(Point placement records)
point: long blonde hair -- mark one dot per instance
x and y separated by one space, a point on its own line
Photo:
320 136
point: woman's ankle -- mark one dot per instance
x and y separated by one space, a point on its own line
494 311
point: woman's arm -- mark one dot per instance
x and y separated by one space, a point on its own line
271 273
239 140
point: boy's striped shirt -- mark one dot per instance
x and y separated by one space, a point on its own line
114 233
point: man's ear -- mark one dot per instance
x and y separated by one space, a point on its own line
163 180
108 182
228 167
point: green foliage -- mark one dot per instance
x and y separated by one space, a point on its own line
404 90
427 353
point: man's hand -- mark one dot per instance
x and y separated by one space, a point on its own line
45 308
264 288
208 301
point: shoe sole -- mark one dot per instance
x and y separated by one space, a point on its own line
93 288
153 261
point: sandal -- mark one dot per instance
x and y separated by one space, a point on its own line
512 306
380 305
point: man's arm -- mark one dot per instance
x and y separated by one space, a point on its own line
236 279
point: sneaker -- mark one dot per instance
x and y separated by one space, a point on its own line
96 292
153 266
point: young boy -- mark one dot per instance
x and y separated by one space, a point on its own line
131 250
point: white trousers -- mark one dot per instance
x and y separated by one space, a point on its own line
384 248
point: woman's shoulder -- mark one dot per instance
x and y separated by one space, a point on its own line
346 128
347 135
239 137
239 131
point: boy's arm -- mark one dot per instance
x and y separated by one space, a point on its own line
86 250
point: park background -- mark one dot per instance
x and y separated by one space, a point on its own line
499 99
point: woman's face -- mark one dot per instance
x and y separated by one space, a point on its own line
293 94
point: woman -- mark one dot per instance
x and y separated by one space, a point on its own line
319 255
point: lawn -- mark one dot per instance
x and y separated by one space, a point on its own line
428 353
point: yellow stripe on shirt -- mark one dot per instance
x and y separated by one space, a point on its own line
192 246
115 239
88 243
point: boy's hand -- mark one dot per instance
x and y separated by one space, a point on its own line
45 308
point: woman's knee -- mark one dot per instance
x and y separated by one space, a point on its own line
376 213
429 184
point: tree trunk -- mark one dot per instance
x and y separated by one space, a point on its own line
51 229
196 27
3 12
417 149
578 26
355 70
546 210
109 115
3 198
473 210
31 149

EXERCISE DIRECTIONS
Put every line of the items above into a Markdown table with the columns "Number" and "Item line," one row per line, and leave out any blank lines.

RESULT
| Number | Item line |
|---|---|
| 1 | point: long blonde hair -- mark one dot per instance |
| 2 | x and y separated by one space, a point on its own line |
| 3 | Photo: |
| 4 | 320 136 |
| 5 | point: woman's ankle -- mark one dot per instance |
| 6 | x and y separated by one space, a point on its own line |
| 7 | 494 311 |
| 8 | point: woman's arm -- mark one dot per instance |
| 9 | x and y separated by one space, a point on its own line |
| 10 | 271 273 |
| 11 | 239 140 |
| 12 | point: boy's striped shirt -- mark one dot per instance |
| 13 | x and y separated by one space, a point on its own line |
| 14 | 114 233 |
| 15 | point: man's ear -- mark one dot per instance |
| 16 | x and y separated by one space, a point on its own line |
| 17 | 163 180 |
| 18 | 108 182 |
| 19 | 228 167 |
| 20 | point: green foliage -- mark one dot per instance |
| 21 | x and y separated by one space, a point on its own line |
| 22 | 404 90 |
| 23 | 427 353 |
| 24 | point: man's hand -- mark one dot per instance |
| 25 | x and y separated by one space, a point on its own line |
| 26 | 45 308 |
| 27 | 264 288 |
| 28 | 208 301 |
| 29 | point: shoe sole -- mark one dot per instance |
| 30 | x and y separated by one space, a point on its own line |
| 31 | 93 288 |
| 32 | 153 261 |
| 33 | point: sandal -- mark one dot per instance |
| 34 | x and y separated by one space, a point on its own line |
| 35 | 512 306 |
| 36 | 380 305 |
| 37 | point: man's arm -- mark one dot per instance |
| 38 | x and y separated by one space, a point on its own line |
| 39 | 236 279 |
| 40 | point: sneaker -- mark one dot per instance |
| 41 | x and y separated by one space, a point on its own line |
| 42 | 96 292 |
| 43 | 153 266 |
| 44 | point: young boy -- mark one dot per instance |
| 45 | x and y separated by one space, a point on its own line |
| 46 | 131 250 |
| 47 | point: white trousers -- mark one dot per instance |
| 48 | x and y separated by one space, a point on its own line |
| 49 | 384 248 |
| 50 | point: woman's shoulder -- mark one dot per instance |
| 51 | x and y separated by one space, a point on its own line |
| 52 | 346 128 |
| 53 | 347 135 |
| 54 | 239 137 |
| 55 | 239 131 |
| 56 | point: boy's arm -- mark one dot per instance |
| 57 | x and y separated by one space, a point on its own line |
| 58 | 86 250 |
| 59 | point: park background -- mark one dot per instance |
| 60 | x and y separated by one space, a point on its own line |
| 61 | 499 99 |
| 62 | point: woman's face -- mark one dot per instance |
| 63 | x and y separated by one space, a point on its own line |
| 64 | 293 94 |
| 65 | point: woman -- mark one dot per instance |
| 66 | x and y separated by one space, a point on its own line |
| 67 | 319 255 |
| 68 | point: lawn -- mark one dot per instance |
| 69 | x and y separated by one space, a point on its own line |
| 70 | 428 353 |
| 71 | point: yellow stripe on shirt -- mark one dot per instance |
| 72 | x and y separated by one space, a point on its own line |
| 73 | 192 246 |
| 74 | 115 239 |
| 75 | 88 243 |
| 76 | point: boy's hand -- mark one dot per instance |
| 77 | x and y separated by one space, a point on its own line |
| 78 | 45 308 |
| 79 | point: woman's knee -- mark one dot per instance |
| 80 | x and y separated by one space, a point on its own line |
| 81 | 376 213 |
| 82 | 429 184 |
| 83 | point: tree trunk -- mark one dot per instance |
| 84 | x and y separated by one space, a point on its own line |
| 85 | 51 229 |
| 86 | 196 27 |
| 87 | 3 12 |
| 88 | 417 149 |
| 89 | 578 26 |
| 90 | 355 70 |
| 91 | 546 210 |
| 92 | 109 115 |
| 93 | 3 198 |
| 94 | 473 210 |
| 95 | 31 149 |